Amyotrophic lateral sclerosis (ALS), in the majority of cases, is a disease that progresses quickly. Most people with ALS only live about three to five years after being diagnosed. However, ALS is also a very diverse condition – no two cases are alike – and outside of this majority, there are outliers. Some people pass away within months of an ALS diagnosis, while others, in rare cases, might live for decades. About 1 in 10 people with ALS live longer than 10 years after diagnosis.

One of the most recognizable people with ALS is the late Stephen Hawking. Hawking was a brilliant British theoretical physicist and cosmologist. He is well known both for his enormously influential research that reshaped our understanding of things like time, gravity, and black holes, and his efforts to help the general public understand the often-mind-bending concepts behind modern cosmology. His most famous book, A Brief History of Time, has sold over 25 million copies.

Hawking was diagnosed with ALS, or Motor Neuron Disease (MND), as it is often referred to in Europe, in 1963 at the age of 21. Despite an initial prognosis of only two years, he went on to live more than five decades with the disease, finally passing in 2018 at the age of 76. Throughout those years he gradually lost his ability to walk, speak, and even swallow – although at a much slower rate than most people with ALS. Throughout it all he retained his incredible intellect and continued writing for popular audiences, publishing scientific discoveries, and even giving speeches through a text-to-voice program that became synonymous with his public persona.

We don’t know exactly what causes the variability in ALS cases – why some cases are limb onset or bulbar onset, why some progress fast while others progress slow, or why some people, like Hawking, live longer than others. A large part of it likely has to do with the fact that ALS is, in actuality, more like a syndrome than a disease – a set of symptoms that can be related to different causes from case to case. We see this clearly in cases of familial ALS, which can be caused by many different genetic mutations, and it is most likely true of the 90% of ALS cases that are sporadic as well.

At the ALS Therapy Development Institute (ALS TDI), we are working hard to learn more about what is behind these dramatic variations in disease onset, progression, and prognosis among people with ALS. Through our ALS Research Collaborative (ARC), we gather data and biological samples from people all over the world to learn more about different kinds of ALS. Among the goals of this to learn things from people with slower progressing ALS that could potentially help those with faster progressing cases.

Recently, we began a collaboration with Dr. Richard Bedlack of the Duke University ALS Clinic to study extremely rare cases of ALS reversals – cases that have stopped progressing, or even improved.

Through this research, we aim to better understand why certain people like Stephen Hawking live remarkably long lives with ALS – and what lessons their cases can teach us about treating all forms of the disease.

# # # # #

**Using the information:**
1. List the abilities that, according to the ALS article, Stephen Hawking gradually lost over his years with the disease.
2. Answer these questions using the ALS article:
(a) How many people with ALS live longer than 10 years after diagnosis?
(b) At what age was Hawking diagnosed with ALS?
(c) Which Duke University ALS Clinic doctor is ALS TDI collaborating with?
3. Repeat the part of the ALS article starting at "Hawking was diagnosed" and ending at "his public persona.".
The entries after this point are separate material, apart from the ALS article.

Photo-based referring expression data
# # # # #

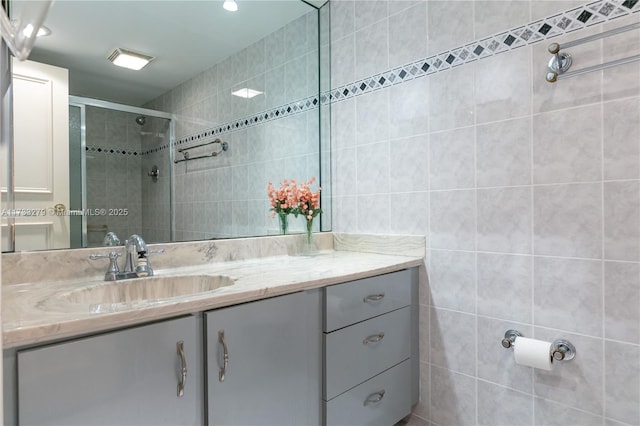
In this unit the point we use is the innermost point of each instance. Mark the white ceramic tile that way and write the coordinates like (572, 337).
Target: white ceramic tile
(343, 61)
(621, 81)
(453, 398)
(622, 220)
(553, 414)
(409, 164)
(568, 220)
(414, 223)
(621, 301)
(368, 12)
(503, 152)
(344, 177)
(450, 24)
(568, 294)
(372, 162)
(504, 220)
(408, 35)
(372, 53)
(372, 117)
(451, 98)
(620, 138)
(567, 145)
(492, 16)
(373, 214)
(409, 108)
(505, 284)
(451, 159)
(622, 382)
(501, 406)
(503, 85)
(452, 279)
(453, 340)
(452, 220)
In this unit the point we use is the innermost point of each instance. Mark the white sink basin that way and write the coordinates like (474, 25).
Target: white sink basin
(144, 290)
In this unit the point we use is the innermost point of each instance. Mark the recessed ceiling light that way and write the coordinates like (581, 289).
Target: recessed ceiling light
(230, 5)
(246, 93)
(28, 30)
(128, 59)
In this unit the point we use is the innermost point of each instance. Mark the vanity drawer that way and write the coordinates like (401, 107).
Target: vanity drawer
(359, 300)
(383, 400)
(356, 353)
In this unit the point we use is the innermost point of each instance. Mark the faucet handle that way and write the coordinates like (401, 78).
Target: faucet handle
(143, 267)
(113, 270)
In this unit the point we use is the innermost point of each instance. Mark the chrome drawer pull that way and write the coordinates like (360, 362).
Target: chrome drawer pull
(373, 297)
(374, 398)
(183, 369)
(375, 338)
(225, 356)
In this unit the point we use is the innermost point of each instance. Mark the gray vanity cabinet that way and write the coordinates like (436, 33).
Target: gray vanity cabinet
(264, 362)
(370, 350)
(126, 377)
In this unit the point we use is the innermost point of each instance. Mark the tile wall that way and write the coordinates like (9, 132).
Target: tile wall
(528, 193)
(113, 164)
(226, 195)
(156, 192)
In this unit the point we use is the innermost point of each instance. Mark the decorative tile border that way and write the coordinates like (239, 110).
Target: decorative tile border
(543, 29)
(563, 23)
(118, 151)
(111, 151)
(286, 110)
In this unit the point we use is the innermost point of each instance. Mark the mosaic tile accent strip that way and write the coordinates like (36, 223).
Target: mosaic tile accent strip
(563, 23)
(112, 151)
(543, 29)
(292, 108)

# # # # #

**Solutions to the exercise:**
1.
Walking
Speaking
Swallowing

2.
(a) About 1 in 10.
(b) At 21.
(c) Dr. Richard Bedlack.

3.
Hawking was diagnosed with ALS, or Motor Neuron Disease (MND), as it is often referred to in Europe, in 1963 at the age of 21. Despite an initial prognosis of only two years, he went on to live more than five decades with the disease, finally passing in 2018 at the age of 76. Throughout those years he gradually lost his ability to walk, speak, and even swallow – although at a much slower rate than most people with ALS. Throughout it all he retained his incredible intellect and continued writing for popular audiences, publishing scientific discoveries, and even giving speeches through a text-to-voice program that became synonymous with his public persona.